>> Begin SELECTED EXTRACT

Will Serbia use Mladic detention to end Kosovo impasse and join EU?

The capture of Ratko Mladic is not just an opportunity for justice, but also a chance for diplomacy.

Can the Balkans finally turn the page? Ratko Mladic, the Serb general who was Milosevic's military spear-carrier in the long wars of anti-Muslim extermination and ethnic cleansing in the western Balkans in the 1990s, has finally been caught. Can Belgrade use this achievement to face down its nationalist past and finally bring closure on the Kosovo question, which is blocking a future for Serbia in the EU?

Like some wretched SS general hiding away after 1945, Mladic had a network of supporters and admirers who protected him from justice. He continued to receive his army pension – paid to his family – until a few years ago. Too many Serbs have been in denial about his role, too ready to forgive him as they woke up ten years ago to discover that Milosevic, Mladic and Karadzic had finally buried the major European federal state that Tito created after 1945.

Serbia's moderninising, pro-European president, Boris Tadic, a committed social democrat, always insisted both as defence minister and then as president that he wanted to bring Mladic to trial. Now he has delivered. As Balkans minister from 2001-2005 and then as UK delegate to the Council of Europe, I insisted that Serbia had to deliver – not protect – Mladic, if the door to Europe was to open fully. Now Tadic deserves Europe's thanks.

But will he snatch diplomatic defeat from the jaws of the Mladic arrest victory? In one of those spectacular coincidences that Balkan history adores, Tadic was due to meet President Obama tomorrow in Warsaw. But, in a misguided diplomatic blunder, Tadic declared earlier this week that he would snub the US president by refusing to go to Poland to greet him.

The reason for this was that Kosovo was invited to take part in the meeting along with the other ex-Yugoslav states. Yet Tadic could still turn up in Warsaw as Europe's hero of the hour, having finally hunted down the western world's most wanted war criminal to send him to The Hague for trial.

Instead the official Serb line – at least until the news of Mladic's arrest – was that Belgrade was so offended by the presence of Kosovo's president in Warsaw that Tadic would not fly to Warsaw to shake Obama's hand.

Coup in Poland

Washington is still strongly committed to supporting the new post-communist democracies of eastern Europe and the Balkans. While George W Bush took his eye off the Balkans to focus on Iraq and Afghanistan, Barack Obama will not forget that it was the US that helped defeat the Milosevic murder machine, first in Bosnia and then in Kosovo.

Obama's key foreign policy advisers, as well as Vice-President Joe Biden and the secretary of state, Hillary Clinton, are children of the 1990s who watched in frustration as neither the UN nor the EU was able to stop neither the genocidal slaughter in Srebrenica nor the mass killings of Kosovar Muslims by Serb paramilitaries under "generals" such as Ratko Mladic.

>> End SELECTED EXTRACT
>> Begin RECORD LIST

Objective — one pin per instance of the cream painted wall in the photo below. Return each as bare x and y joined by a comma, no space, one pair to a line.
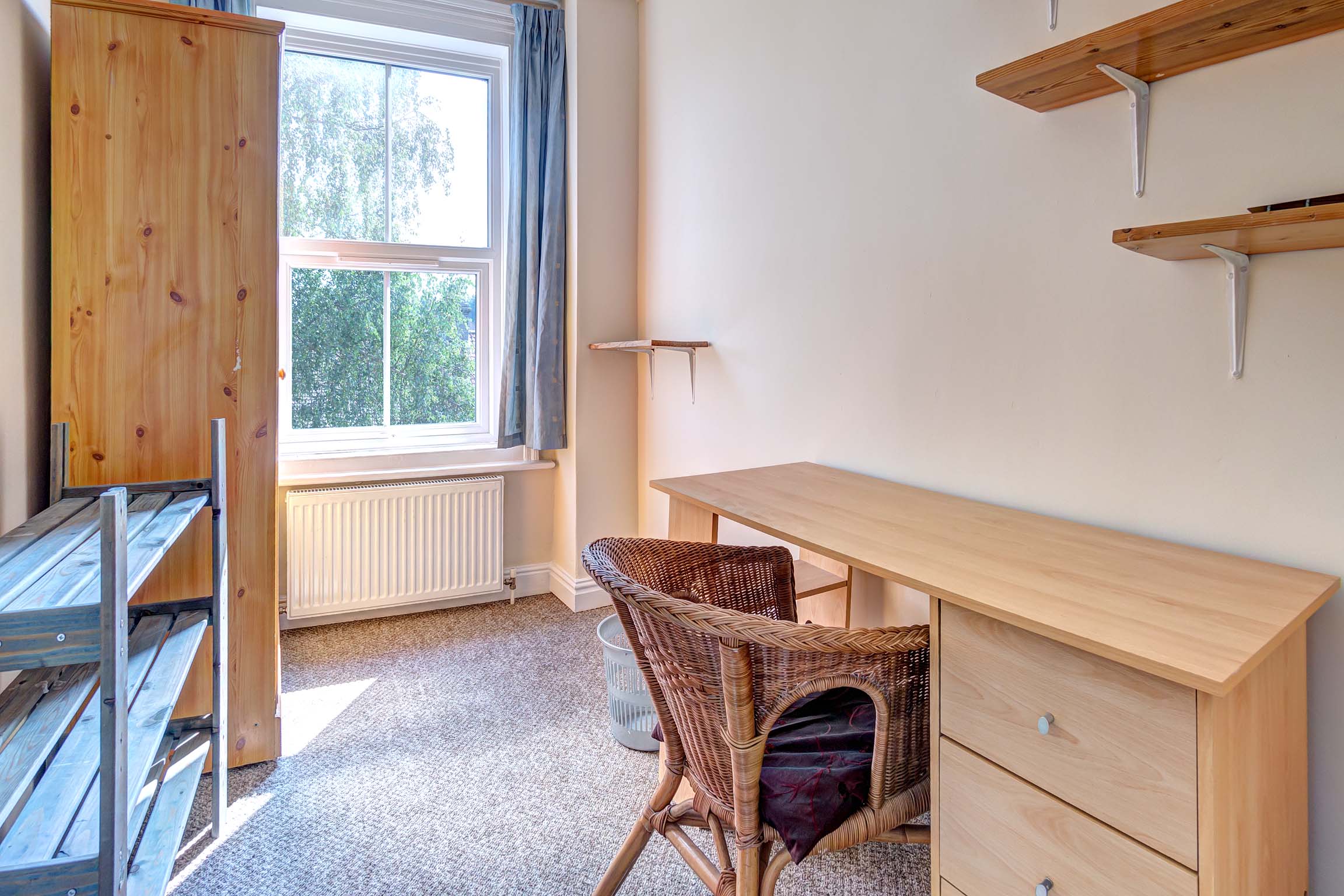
909,277
596,476
24,241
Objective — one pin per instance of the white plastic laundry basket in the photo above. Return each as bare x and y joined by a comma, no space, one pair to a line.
626,696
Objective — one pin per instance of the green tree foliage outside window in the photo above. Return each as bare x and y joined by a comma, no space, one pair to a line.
334,169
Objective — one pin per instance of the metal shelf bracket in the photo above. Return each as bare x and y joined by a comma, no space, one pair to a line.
1238,290
1140,96
652,352
690,358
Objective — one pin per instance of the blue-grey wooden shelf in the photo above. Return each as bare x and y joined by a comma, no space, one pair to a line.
96,779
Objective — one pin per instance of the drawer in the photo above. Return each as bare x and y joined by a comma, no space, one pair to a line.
999,836
1121,746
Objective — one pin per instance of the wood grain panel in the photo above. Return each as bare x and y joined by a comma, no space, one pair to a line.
1186,614
1157,45
1253,782
691,523
1122,743
1289,230
164,258
823,590
999,835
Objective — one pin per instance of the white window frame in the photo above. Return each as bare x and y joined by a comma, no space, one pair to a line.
448,55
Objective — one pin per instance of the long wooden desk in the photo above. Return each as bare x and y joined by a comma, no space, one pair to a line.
1111,713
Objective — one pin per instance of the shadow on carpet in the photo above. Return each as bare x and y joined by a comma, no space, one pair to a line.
461,751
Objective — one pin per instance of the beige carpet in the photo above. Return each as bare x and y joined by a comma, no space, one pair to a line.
461,751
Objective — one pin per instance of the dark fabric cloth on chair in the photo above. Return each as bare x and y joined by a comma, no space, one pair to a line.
816,768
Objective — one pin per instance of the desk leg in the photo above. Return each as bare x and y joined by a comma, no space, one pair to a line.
691,523
935,724
687,523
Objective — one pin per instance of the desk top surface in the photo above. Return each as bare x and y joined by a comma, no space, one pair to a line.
1184,614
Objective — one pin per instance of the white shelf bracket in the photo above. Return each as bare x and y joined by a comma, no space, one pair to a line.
1238,290
690,355
652,352
649,352
1140,96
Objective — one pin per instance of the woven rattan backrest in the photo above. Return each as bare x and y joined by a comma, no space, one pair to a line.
684,663
680,601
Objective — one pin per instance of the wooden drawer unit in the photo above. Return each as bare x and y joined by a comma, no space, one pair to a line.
1002,836
1112,741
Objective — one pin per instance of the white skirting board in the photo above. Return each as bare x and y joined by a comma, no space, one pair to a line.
578,594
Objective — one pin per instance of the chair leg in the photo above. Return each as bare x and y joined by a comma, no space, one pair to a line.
638,840
772,874
749,871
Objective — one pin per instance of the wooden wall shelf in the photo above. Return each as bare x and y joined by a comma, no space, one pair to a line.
636,344
1236,240
648,347
1157,45
1289,230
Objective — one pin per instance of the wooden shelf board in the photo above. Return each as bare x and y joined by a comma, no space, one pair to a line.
1289,230
811,580
1157,45
644,343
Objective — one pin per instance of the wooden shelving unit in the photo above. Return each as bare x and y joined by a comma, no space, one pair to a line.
1157,45
642,344
1236,240
649,347
1289,230
96,779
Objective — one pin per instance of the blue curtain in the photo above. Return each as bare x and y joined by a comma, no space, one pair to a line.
241,7
533,390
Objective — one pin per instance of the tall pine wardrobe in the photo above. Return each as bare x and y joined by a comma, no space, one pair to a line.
163,293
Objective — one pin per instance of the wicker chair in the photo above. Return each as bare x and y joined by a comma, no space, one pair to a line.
715,635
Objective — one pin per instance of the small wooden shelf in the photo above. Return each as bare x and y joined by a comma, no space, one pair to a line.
1289,230
649,347
643,343
1157,45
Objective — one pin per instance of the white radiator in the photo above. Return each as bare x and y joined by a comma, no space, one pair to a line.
381,546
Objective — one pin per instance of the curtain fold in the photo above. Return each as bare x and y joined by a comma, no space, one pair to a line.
533,387
241,7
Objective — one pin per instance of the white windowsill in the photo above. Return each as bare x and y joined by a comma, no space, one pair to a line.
406,467
289,480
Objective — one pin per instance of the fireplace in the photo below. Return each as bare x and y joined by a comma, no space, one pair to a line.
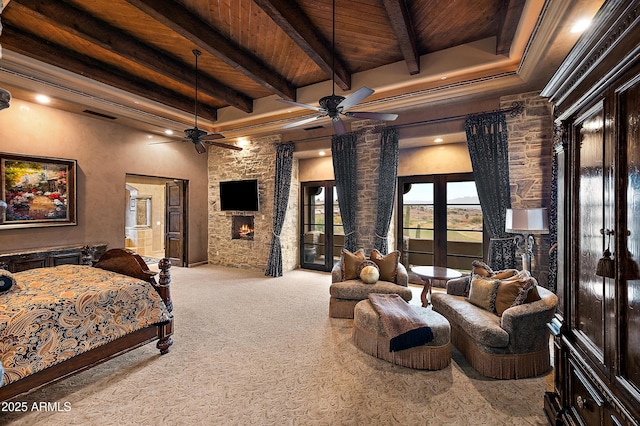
242,228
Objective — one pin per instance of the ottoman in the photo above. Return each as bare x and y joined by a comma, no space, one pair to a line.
370,337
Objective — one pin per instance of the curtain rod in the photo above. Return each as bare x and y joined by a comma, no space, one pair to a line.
516,109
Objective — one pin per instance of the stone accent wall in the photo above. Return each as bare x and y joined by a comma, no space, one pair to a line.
257,160
530,165
368,166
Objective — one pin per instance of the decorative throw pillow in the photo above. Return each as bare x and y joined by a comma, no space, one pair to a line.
504,274
7,280
515,291
368,272
482,292
350,262
480,268
388,264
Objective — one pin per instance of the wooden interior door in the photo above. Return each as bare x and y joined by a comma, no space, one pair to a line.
175,222
593,233
627,374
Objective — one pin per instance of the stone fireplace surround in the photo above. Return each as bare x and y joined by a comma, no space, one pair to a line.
242,227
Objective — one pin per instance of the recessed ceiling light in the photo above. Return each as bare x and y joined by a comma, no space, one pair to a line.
580,25
43,99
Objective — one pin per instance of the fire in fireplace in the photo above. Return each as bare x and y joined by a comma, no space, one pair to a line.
242,228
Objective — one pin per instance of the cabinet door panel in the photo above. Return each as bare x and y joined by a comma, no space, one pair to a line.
589,296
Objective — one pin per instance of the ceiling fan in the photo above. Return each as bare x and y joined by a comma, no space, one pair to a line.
197,136
333,106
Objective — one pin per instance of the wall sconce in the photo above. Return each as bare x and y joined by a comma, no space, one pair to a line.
5,98
526,222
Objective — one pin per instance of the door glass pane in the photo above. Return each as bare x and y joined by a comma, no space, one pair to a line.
631,332
590,287
417,227
314,225
464,225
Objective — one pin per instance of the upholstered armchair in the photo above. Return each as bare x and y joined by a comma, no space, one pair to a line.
347,289
508,342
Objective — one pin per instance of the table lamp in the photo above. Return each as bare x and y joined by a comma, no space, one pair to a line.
529,222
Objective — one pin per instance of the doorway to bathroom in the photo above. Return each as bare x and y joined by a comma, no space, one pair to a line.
156,218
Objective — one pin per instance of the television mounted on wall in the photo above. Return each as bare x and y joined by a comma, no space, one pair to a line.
239,195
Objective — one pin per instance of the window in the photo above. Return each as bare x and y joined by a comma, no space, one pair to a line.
321,226
439,221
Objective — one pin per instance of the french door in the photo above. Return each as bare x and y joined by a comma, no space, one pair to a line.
321,231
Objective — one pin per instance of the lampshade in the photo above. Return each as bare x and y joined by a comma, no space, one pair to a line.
532,221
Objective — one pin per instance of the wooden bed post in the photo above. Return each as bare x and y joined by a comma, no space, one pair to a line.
164,332
127,262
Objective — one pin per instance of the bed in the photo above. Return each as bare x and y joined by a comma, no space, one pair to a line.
58,321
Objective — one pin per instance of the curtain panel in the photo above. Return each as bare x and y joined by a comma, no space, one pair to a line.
553,227
345,169
488,148
388,173
282,185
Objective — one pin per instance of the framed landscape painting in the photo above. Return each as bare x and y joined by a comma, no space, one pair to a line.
37,191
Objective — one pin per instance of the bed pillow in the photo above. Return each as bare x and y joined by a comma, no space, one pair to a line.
7,281
350,262
388,264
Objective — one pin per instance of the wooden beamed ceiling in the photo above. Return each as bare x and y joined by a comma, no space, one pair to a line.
251,48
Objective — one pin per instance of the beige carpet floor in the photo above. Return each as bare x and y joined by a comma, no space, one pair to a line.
251,350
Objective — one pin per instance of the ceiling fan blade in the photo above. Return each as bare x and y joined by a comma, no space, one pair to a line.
339,126
211,137
298,104
224,145
355,98
161,142
372,115
301,122
200,148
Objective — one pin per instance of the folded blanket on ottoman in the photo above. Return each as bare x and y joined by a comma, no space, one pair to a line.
404,327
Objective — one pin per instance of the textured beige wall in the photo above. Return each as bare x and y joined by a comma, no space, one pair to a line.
105,152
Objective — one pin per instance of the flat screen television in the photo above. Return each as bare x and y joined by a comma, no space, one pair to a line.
239,195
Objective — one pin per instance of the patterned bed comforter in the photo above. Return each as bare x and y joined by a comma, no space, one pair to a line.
56,313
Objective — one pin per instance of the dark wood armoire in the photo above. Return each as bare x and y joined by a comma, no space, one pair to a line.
596,96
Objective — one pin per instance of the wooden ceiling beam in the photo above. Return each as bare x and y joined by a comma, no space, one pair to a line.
42,50
74,21
176,17
405,33
295,23
510,19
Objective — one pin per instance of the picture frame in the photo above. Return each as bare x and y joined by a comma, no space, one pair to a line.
37,191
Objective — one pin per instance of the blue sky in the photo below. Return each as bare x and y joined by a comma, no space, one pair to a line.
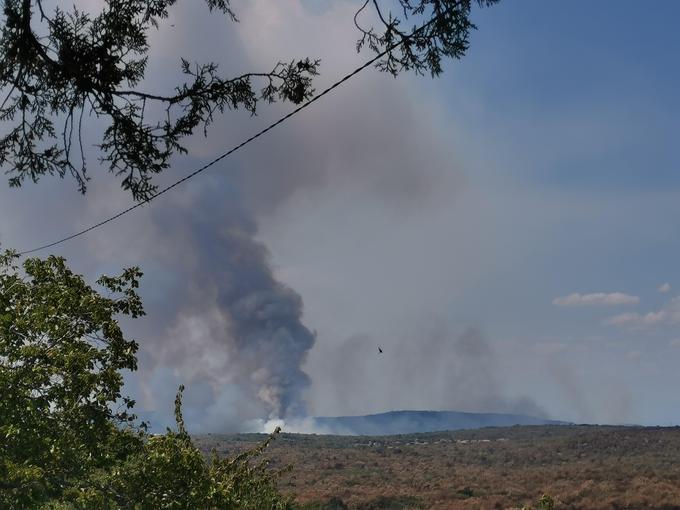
407,213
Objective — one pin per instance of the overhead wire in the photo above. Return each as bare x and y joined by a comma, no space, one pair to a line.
219,158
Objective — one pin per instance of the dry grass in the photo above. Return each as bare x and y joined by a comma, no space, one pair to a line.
580,466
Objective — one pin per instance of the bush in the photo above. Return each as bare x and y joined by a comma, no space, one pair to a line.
62,444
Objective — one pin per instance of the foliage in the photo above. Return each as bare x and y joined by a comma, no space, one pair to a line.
545,502
60,65
421,51
67,438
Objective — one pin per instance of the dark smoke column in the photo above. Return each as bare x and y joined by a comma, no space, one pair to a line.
231,324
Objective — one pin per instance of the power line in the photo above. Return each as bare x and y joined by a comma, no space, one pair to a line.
237,147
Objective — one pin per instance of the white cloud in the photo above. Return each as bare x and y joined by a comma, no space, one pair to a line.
669,314
596,299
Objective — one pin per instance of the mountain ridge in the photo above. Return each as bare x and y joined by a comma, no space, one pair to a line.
414,421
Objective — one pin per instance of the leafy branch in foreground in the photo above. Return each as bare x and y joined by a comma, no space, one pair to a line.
61,65
421,51
68,437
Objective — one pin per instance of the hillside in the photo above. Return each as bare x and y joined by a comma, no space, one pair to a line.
583,467
410,422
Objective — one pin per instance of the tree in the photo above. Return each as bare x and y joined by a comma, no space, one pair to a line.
61,65
68,437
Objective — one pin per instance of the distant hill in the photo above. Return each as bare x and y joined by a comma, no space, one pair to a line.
408,422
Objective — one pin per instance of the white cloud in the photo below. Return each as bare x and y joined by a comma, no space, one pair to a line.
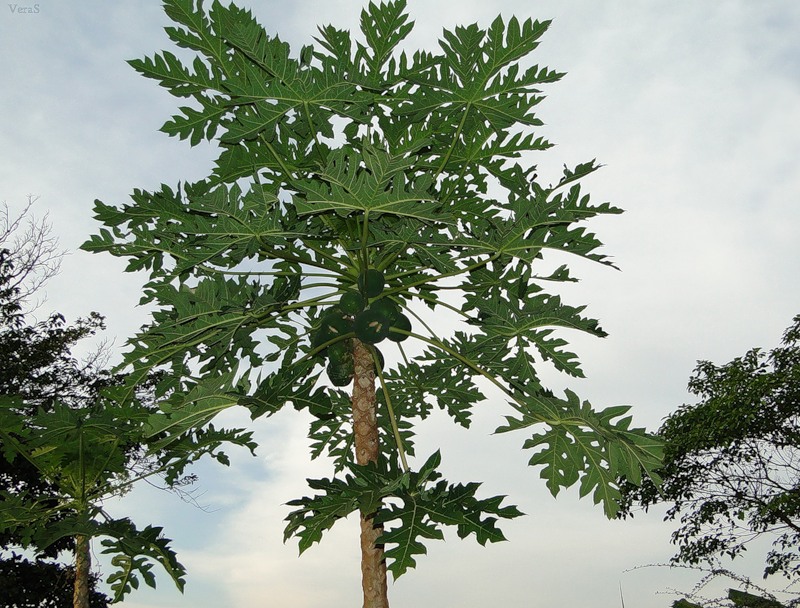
695,111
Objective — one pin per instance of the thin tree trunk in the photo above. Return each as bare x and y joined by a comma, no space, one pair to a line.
83,563
365,429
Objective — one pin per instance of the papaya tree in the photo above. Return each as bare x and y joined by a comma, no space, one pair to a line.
83,456
356,187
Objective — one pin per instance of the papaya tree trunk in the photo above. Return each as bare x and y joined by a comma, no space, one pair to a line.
365,429
83,563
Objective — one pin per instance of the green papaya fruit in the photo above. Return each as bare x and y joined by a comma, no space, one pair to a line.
339,353
400,322
386,307
371,326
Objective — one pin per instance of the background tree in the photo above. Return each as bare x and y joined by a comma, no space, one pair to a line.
38,365
355,186
66,444
732,461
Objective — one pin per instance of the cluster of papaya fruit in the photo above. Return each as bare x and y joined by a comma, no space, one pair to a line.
360,313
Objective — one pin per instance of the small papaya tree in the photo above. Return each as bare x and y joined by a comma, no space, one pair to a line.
356,185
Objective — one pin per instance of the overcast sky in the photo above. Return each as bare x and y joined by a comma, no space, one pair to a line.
693,108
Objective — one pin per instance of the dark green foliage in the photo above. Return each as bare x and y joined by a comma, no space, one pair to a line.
371,326
67,443
351,155
402,323
371,282
730,466
423,504
351,303
41,584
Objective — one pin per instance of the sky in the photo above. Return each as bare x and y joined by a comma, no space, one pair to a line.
692,107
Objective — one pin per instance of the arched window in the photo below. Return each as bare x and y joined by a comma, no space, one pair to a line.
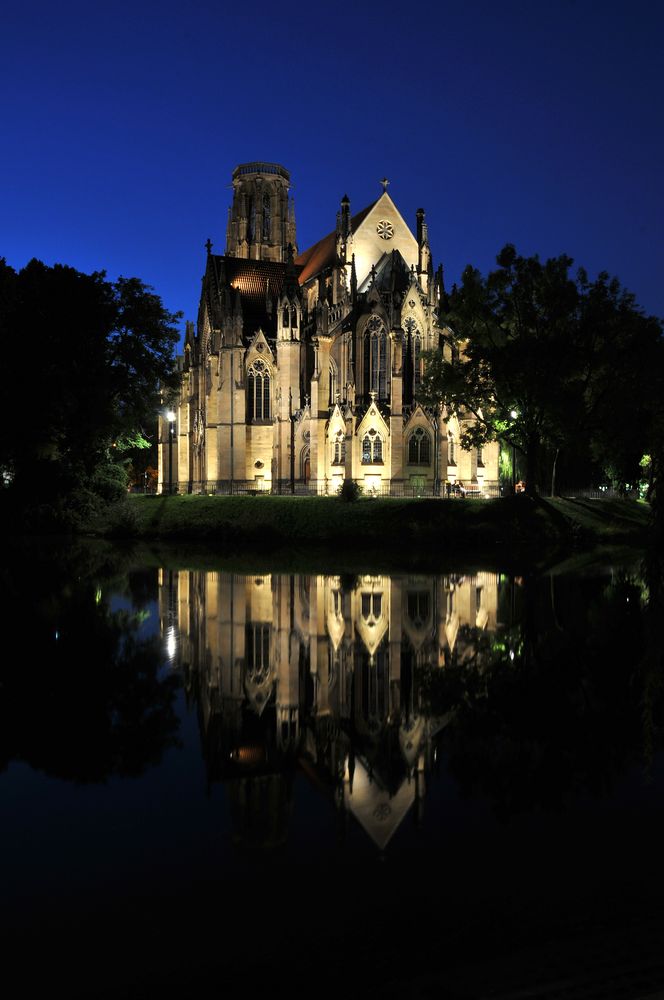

>> End RECORD LIST

→ STATED GOAL A:
In the article on Mladic's capture, in which city was Tadic due to meet President Obama?
→ STATED GOAL B:
Rewrite the part of the article on Mladic's capture that begins with the words "Instead the official" and ends with "then in Kosovo.", putting "The US government" in place of "Washington".

→ WORKED ANSWER A:
Warsaw

→ WORKED ANSWER B:
Instead the official Serb line – at least until the news of Mladic's arrest – was that Belgrade was so offended by the presence of Kosovo's president in Warsaw that Tadic would not fly to Warsaw to shake Obama's hand.

Coup in Poland

The US government is still strongly committed to supporting the new post-communist democracies of eastern Europe and the Balkans. While George W Bush took his eye off the Balkans to focus on Iraq and Afghanistan, Barack Obama will not forget that it was the US that helped defeat the Milosevic murder machine, first in Bosnia and then in Kosovo.